Stored data:
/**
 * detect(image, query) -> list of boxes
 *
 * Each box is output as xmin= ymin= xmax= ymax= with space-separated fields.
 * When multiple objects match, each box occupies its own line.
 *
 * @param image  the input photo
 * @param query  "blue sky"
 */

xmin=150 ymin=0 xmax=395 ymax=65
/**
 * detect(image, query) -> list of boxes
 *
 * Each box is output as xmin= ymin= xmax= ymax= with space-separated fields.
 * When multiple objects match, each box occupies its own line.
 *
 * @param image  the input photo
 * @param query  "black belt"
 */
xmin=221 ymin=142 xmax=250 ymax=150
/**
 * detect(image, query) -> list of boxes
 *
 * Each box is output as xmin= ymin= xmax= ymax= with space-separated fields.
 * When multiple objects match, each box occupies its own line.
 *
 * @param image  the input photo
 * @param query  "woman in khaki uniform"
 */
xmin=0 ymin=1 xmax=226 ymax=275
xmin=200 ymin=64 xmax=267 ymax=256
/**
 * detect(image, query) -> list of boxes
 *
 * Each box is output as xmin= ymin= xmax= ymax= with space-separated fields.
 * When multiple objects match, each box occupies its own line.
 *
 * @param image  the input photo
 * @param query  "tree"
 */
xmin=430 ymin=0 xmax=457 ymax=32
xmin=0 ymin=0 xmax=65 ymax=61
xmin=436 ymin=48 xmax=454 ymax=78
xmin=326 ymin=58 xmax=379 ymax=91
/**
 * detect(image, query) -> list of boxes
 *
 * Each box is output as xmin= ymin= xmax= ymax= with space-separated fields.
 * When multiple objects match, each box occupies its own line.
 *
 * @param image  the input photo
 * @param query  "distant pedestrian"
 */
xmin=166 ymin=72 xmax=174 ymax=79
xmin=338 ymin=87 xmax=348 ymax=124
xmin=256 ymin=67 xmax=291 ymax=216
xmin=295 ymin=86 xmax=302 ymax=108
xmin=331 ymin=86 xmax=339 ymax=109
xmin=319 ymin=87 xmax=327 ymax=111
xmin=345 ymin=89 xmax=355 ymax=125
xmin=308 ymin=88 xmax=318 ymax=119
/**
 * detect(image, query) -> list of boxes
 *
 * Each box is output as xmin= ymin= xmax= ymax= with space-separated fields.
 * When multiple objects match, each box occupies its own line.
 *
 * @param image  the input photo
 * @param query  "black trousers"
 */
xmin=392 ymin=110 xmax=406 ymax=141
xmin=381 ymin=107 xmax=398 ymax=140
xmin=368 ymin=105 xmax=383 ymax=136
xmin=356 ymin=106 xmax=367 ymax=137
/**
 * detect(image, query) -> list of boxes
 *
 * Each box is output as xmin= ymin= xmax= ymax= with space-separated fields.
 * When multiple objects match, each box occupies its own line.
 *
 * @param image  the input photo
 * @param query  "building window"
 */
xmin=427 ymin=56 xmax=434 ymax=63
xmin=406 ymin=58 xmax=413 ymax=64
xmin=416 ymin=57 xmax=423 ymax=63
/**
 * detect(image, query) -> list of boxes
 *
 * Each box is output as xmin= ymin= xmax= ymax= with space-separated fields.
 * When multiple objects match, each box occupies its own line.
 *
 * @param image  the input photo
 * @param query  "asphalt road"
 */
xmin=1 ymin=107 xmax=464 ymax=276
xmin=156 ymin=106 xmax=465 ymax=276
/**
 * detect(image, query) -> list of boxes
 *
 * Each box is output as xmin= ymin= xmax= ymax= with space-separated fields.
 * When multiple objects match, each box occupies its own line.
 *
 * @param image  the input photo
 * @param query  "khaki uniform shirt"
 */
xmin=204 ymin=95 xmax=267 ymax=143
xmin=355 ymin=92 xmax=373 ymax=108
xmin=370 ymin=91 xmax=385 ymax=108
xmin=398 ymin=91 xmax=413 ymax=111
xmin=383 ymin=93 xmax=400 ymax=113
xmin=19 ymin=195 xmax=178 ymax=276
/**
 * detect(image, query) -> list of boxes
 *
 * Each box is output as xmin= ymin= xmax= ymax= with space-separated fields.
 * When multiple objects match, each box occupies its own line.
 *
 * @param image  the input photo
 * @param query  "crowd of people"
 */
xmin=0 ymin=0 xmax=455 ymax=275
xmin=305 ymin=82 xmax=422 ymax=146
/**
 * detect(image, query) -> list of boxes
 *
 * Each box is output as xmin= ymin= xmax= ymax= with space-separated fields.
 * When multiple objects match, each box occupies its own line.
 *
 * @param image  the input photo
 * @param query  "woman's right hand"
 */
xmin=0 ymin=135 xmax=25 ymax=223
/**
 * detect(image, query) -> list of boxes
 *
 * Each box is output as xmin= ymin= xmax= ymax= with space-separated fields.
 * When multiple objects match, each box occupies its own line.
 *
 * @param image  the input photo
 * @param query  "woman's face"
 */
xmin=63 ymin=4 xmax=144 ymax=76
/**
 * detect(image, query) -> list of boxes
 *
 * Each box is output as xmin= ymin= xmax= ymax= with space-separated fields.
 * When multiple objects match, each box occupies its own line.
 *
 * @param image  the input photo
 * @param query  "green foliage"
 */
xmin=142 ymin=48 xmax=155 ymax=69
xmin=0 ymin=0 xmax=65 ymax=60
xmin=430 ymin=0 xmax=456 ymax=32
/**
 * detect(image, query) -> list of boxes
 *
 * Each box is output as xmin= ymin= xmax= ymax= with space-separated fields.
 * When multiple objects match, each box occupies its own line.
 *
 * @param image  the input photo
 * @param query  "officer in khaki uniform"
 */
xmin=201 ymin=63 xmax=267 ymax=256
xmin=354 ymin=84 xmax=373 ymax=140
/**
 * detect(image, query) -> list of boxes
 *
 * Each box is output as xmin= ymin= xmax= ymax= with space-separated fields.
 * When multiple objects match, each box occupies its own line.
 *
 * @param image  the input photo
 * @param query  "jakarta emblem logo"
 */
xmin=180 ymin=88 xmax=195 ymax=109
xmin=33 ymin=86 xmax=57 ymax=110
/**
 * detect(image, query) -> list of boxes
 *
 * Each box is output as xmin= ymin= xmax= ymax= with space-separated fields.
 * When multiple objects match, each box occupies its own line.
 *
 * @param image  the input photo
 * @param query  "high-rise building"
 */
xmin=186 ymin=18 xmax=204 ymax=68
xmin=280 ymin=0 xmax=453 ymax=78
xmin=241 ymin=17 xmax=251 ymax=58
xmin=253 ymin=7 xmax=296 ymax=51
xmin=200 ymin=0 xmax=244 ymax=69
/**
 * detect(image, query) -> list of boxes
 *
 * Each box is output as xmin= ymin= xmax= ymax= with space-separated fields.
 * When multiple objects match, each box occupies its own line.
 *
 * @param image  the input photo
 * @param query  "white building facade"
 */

* [Exercise details]:
Each line above must be reproduced exactly.

* [Answer section]:
/**
 * detect(image, query) -> list of boxes
 *
 * Each box is output as xmin= ymin= xmax= ymax= with space-separated fields.
 * When multiple objects match, each box occupies its own line.
 *
 * @param image  the input photo
 * @param query  "blue sky"
 */

xmin=150 ymin=0 xmax=395 ymax=65
/**
 * detect(image, query) -> list of boxes
 *
 * Each box is output as xmin= ymin= xmax= ymax= with space-separated fields.
 * When multiple objects match, each box occupies its own line.
 *
 * @param image  the input photo
 * @param query  "black belt"
 */
xmin=221 ymin=142 xmax=250 ymax=150
/**
 * detect(image, query) -> list of boxes
 *
 * Each box is output as xmin= ymin= xmax= ymax= with space-separated fields.
 * When multiple objects match, each box occupies its own line.
 *
 * @param image  the input photo
 * @param query  "woman in khaki uniform"
 */
xmin=0 ymin=1 xmax=226 ymax=275
xmin=200 ymin=64 xmax=267 ymax=256
/**
 * detect(image, query) -> list of boxes
 *
 * Each box is output as xmin= ymin= xmax= ymax= with space-separated fields.
 * When multiple objects match, each box occupies its own line.
 *
 * @param image  the input photo
 * @param query  "tree"
 */
xmin=430 ymin=0 xmax=457 ymax=32
xmin=0 ymin=0 xmax=65 ymax=61
xmin=436 ymin=48 xmax=454 ymax=78
xmin=326 ymin=58 xmax=379 ymax=91
/**
 * detect(image, query) -> list of boxes
 *
 * Each box is output as xmin= ymin= xmax= ymax= with space-separated fields.
 * When multiple objects match, each box occupies its own line.
 *
 * @param image  the input photo
 * @param query  "distant pedestrian"
 */
xmin=166 ymin=72 xmax=174 ymax=79
xmin=338 ymin=87 xmax=348 ymax=124
xmin=256 ymin=67 xmax=291 ymax=216
xmin=295 ymin=86 xmax=302 ymax=108
xmin=331 ymin=86 xmax=339 ymax=109
xmin=319 ymin=87 xmax=327 ymax=111
xmin=345 ymin=89 xmax=355 ymax=125
xmin=308 ymin=88 xmax=318 ymax=119
/**
 * detect(image, query) -> list of boxes
 *
 * Each box is output as xmin= ymin= xmax= ymax= with space-separated fields.
 * When multiple objects match, each box occupies its own line.
 *
 * @param image  the input photo
 * @param query  "black trousers"
 */
xmin=392 ymin=110 xmax=406 ymax=141
xmin=381 ymin=107 xmax=398 ymax=140
xmin=368 ymin=105 xmax=383 ymax=136
xmin=356 ymin=106 xmax=367 ymax=137
/**
 * detect(image, query) -> list of boxes
 *
 * Each box is output as xmin= ymin= xmax= ymax= with space-separated fields.
 * When multiple objects match, each box occupies its own line.
 *
 * @param image  the input photo
 * @param query  "building window"
 */
xmin=427 ymin=56 xmax=434 ymax=63
xmin=406 ymin=58 xmax=413 ymax=64
xmin=416 ymin=57 xmax=423 ymax=63
/**
 * detect(image, query) -> list of boxes
 *
 * Each box is output as xmin= ymin= xmax= ymax= with space-separated fields.
 * When multiple objects match, each box occupies its own line.
 *
 * @param image  the input photo
 * @param query  "asphalt road"
 */
xmin=1 ymin=107 xmax=464 ymax=276
xmin=156 ymin=106 xmax=465 ymax=276
/**
 * detect(image, query) -> list of boxes
 *
 * Each box is output as xmin= ymin= xmax= ymax= with space-separated fields.
 * When multiple objects match, each box occupies its own line.
 *
 * @param image  the input photo
 * @param query  "khaki uniform shirt"
 */
xmin=204 ymin=95 xmax=267 ymax=143
xmin=355 ymin=92 xmax=373 ymax=108
xmin=370 ymin=91 xmax=385 ymax=108
xmin=398 ymin=91 xmax=413 ymax=111
xmin=383 ymin=93 xmax=400 ymax=113
xmin=19 ymin=195 xmax=178 ymax=276
/**
 * detect(image, query) -> list of boxes
 *
 * Each box is output as xmin= ymin= xmax= ymax= with space-separated fields.
 * When multiple objects match, each box occupies its own line.
 *
 * @param image  the input photo
 * @param query  "crowd of people"
 */
xmin=0 ymin=0 xmax=455 ymax=275
xmin=305 ymin=82 xmax=422 ymax=146
/**
 * detect(image, query) -> list of boxes
 *
 * Each box is output as xmin= ymin= xmax= ymax= with space-separated fields.
 * When multiple objects match, each box occupies its own line.
 *
 * @param image  the input photo
 * @param query  "woman's right hand"
 */
xmin=0 ymin=135 xmax=25 ymax=223
/**
 * detect(image, query) -> list of boxes
 *
 * Each box is output as xmin= ymin= xmax= ymax= with space-separated fields.
 * When multiple objects match, each box occupies its own line.
 *
 * @param image  the input photo
 * @param query  "woman's face"
 */
xmin=63 ymin=4 xmax=144 ymax=76
/**
 * detect(image, query) -> list of boxes
 *
 * Each box is output as xmin= ymin= xmax= ymax= with space-separated fields.
 * When multiple objects match, each box occupies its own line.
 *
 * @param image  the input photo
 * @param query  "green foliage"
 */
xmin=142 ymin=48 xmax=155 ymax=69
xmin=0 ymin=0 xmax=65 ymax=60
xmin=430 ymin=0 xmax=456 ymax=32
/**
 * detect(image, query) -> list of boxes
 *
 * Each box is output as xmin= ymin= xmax= ymax= with space-separated fields.
 * When multiple objects match, each box occupies its own line.
 *
 * @param image  the input photo
 * @param query  "officer in khaki uniform"
 */
xmin=201 ymin=63 xmax=267 ymax=256
xmin=354 ymin=84 xmax=373 ymax=140
/**
 * detect(image, query) -> list of boxes
 *
 * Each box is output as xmin= ymin= xmax= ymax= with space-separated fields.
 * When multiple objects match, each box occupies its own line.
 *
 * @param image  the input photo
 * @param query  "jakarta emblem logo"
 */
xmin=180 ymin=88 xmax=195 ymax=109
xmin=33 ymin=86 xmax=57 ymax=110
/**
 * detect(image, query) -> list of boxes
 *
 * Each box is output as xmin= ymin= xmax= ymax= with space-separated fields.
 * When multiple objects match, each box occupies its own line.
 *
 * @param image  the input photo
 * @param query  "high-rise building"
 */
xmin=186 ymin=18 xmax=204 ymax=68
xmin=280 ymin=0 xmax=453 ymax=78
xmin=241 ymin=17 xmax=251 ymax=58
xmin=253 ymin=7 xmax=296 ymax=51
xmin=200 ymin=0 xmax=244 ymax=69
/**
 * detect(image, query) -> list of boxes
 *
 * Each box is output as xmin= ymin= xmax= ymax= with space-separated fields.
 * When multiple objects match, each box occupies its own line.
 *
 * @param image  the input photo
 * @param query  "white building facade"
 */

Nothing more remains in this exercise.